Gib die Zeilen ab der Zeile mit „Would you mind annotating the golden“ bis zum Ende der Daten (beide Enden eingeschlossen) samt Aufforderungen erneut wieder und skaliere dabei jede Koordinate in den Antworten mit dem Faktor 1,15. Runde auf ganze Zahlen und runde halbe Werte auf.

'''

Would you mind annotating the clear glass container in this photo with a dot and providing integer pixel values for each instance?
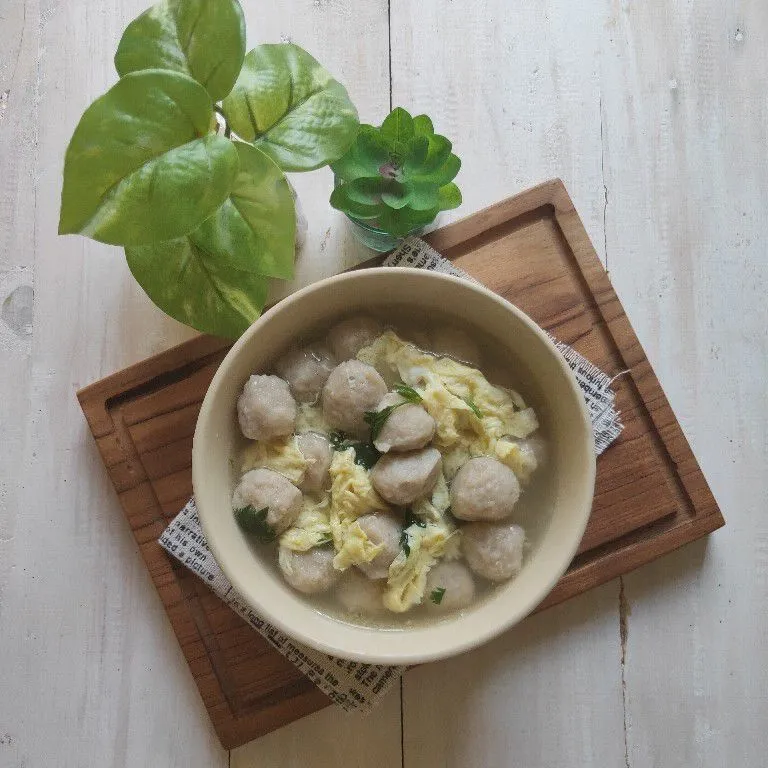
(373, 238)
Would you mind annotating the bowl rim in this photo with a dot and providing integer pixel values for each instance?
(485, 633)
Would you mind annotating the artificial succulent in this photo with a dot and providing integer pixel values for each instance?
(398, 177)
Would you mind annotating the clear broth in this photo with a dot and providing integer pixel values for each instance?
(532, 511)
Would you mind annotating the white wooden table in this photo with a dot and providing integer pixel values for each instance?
(655, 114)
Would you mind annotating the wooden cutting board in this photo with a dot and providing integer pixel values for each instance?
(650, 496)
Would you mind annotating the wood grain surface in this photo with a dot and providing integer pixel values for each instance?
(650, 496)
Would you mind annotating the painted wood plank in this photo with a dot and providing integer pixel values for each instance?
(517, 90)
(94, 677)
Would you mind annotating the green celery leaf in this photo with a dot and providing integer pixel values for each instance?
(409, 394)
(341, 201)
(196, 287)
(141, 165)
(422, 126)
(291, 108)
(449, 196)
(254, 521)
(255, 229)
(365, 157)
(397, 127)
(204, 39)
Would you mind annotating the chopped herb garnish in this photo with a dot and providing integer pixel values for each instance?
(436, 596)
(409, 394)
(471, 403)
(254, 521)
(337, 440)
(404, 543)
(376, 419)
(366, 454)
(410, 519)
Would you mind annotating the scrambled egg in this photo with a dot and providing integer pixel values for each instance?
(408, 572)
(281, 455)
(352, 495)
(356, 548)
(312, 528)
(433, 509)
(472, 416)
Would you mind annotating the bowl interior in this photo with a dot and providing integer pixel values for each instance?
(559, 401)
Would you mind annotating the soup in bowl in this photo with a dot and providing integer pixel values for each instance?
(393, 465)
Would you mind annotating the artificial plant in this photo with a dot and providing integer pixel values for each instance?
(182, 161)
(397, 177)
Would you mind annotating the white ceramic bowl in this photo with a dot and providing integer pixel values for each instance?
(561, 405)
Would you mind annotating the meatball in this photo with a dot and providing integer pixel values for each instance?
(401, 478)
(493, 550)
(407, 428)
(456, 343)
(484, 489)
(262, 488)
(306, 370)
(352, 389)
(266, 408)
(349, 336)
(457, 585)
(359, 594)
(316, 449)
(385, 530)
(309, 572)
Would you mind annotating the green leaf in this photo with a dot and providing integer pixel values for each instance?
(366, 454)
(416, 154)
(397, 126)
(255, 229)
(197, 287)
(376, 419)
(471, 403)
(364, 158)
(140, 167)
(291, 108)
(254, 521)
(422, 126)
(368, 190)
(437, 154)
(436, 595)
(204, 39)
(449, 197)
(395, 195)
(408, 394)
(341, 201)
(424, 195)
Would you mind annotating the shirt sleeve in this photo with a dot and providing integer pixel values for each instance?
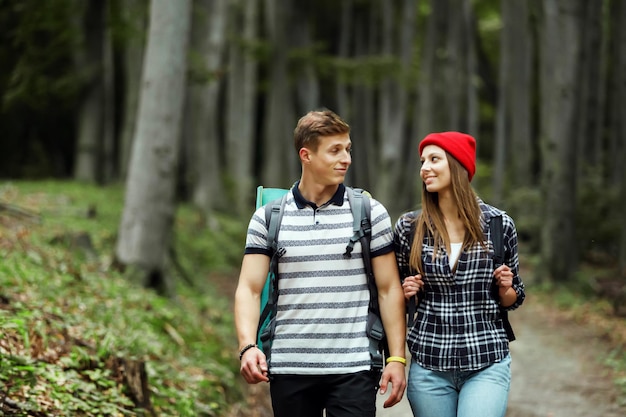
(256, 237)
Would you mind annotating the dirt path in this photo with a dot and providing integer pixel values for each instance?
(556, 369)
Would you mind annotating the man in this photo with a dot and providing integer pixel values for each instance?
(320, 352)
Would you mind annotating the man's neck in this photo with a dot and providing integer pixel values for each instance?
(317, 193)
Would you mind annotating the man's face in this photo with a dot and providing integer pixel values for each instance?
(330, 162)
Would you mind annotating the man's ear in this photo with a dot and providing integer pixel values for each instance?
(305, 155)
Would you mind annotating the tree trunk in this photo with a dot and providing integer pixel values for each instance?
(591, 90)
(134, 15)
(307, 82)
(145, 232)
(618, 93)
(394, 94)
(278, 167)
(203, 114)
(90, 113)
(343, 52)
(241, 115)
(519, 133)
(362, 173)
(108, 162)
(560, 58)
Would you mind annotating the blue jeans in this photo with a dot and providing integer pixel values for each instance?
(482, 393)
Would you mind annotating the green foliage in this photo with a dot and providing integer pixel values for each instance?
(68, 319)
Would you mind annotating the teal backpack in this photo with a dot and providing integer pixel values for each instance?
(274, 200)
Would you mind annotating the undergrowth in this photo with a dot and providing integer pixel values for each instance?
(77, 339)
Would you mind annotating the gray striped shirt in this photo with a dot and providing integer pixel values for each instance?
(323, 297)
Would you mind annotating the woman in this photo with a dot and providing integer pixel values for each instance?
(460, 351)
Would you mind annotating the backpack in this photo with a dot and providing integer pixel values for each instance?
(362, 232)
(497, 233)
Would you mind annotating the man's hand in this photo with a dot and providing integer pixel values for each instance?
(393, 374)
(253, 366)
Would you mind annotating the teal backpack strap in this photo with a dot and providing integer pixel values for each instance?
(267, 325)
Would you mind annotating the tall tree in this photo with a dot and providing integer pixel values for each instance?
(513, 112)
(241, 101)
(397, 40)
(91, 123)
(617, 122)
(203, 144)
(560, 38)
(134, 18)
(279, 166)
(144, 236)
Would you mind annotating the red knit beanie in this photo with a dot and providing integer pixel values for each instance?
(460, 145)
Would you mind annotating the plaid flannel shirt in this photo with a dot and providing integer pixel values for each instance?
(458, 324)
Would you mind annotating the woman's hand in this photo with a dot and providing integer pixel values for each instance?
(412, 285)
(503, 276)
(504, 280)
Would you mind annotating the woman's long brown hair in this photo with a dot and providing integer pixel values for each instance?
(431, 222)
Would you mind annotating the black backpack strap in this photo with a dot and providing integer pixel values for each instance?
(411, 305)
(360, 205)
(497, 237)
(273, 218)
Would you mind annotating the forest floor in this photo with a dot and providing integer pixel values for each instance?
(558, 367)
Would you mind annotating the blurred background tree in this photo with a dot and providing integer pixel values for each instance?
(539, 83)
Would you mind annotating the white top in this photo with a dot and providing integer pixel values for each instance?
(455, 251)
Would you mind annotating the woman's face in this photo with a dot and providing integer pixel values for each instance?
(435, 170)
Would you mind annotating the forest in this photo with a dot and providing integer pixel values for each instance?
(193, 103)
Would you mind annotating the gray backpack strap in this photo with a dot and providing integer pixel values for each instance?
(361, 213)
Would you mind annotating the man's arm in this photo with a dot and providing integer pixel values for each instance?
(392, 310)
(252, 278)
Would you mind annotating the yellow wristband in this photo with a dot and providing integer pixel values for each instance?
(396, 359)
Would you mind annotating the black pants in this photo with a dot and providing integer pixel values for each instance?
(349, 395)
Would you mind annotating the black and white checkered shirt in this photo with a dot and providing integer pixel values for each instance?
(458, 324)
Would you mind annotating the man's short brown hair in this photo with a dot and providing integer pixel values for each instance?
(317, 123)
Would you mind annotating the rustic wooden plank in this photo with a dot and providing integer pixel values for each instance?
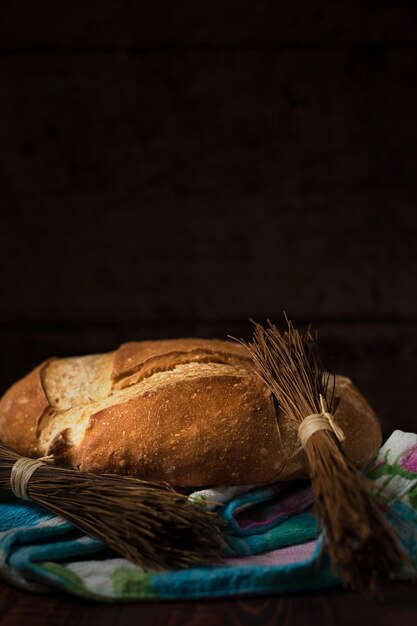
(208, 186)
(380, 359)
(127, 24)
(396, 605)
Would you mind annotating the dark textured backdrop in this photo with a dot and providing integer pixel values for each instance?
(173, 168)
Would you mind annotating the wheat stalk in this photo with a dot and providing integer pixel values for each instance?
(148, 523)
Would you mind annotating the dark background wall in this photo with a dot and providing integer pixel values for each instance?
(172, 168)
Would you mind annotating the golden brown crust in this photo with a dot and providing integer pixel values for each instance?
(21, 409)
(188, 411)
(143, 358)
(193, 432)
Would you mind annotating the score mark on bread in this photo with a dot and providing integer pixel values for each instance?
(188, 411)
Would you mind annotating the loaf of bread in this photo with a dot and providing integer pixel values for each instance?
(191, 412)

'''

GELÖSTE AUFGABE
Would you mind annotating the golden brown crust in this photo with a dot and providing integer pixel values for each instance?
(24, 470)
(216, 473)
(164, 412)
(222, 497)
Would you mind annotating the score mark on bread in this photo with a dot and providing integer pixel values for each instance?
(216, 473)
Would you mind annotating the loaf of bread in this photo with a dot and providing integer pixel values for each instance?
(220, 474)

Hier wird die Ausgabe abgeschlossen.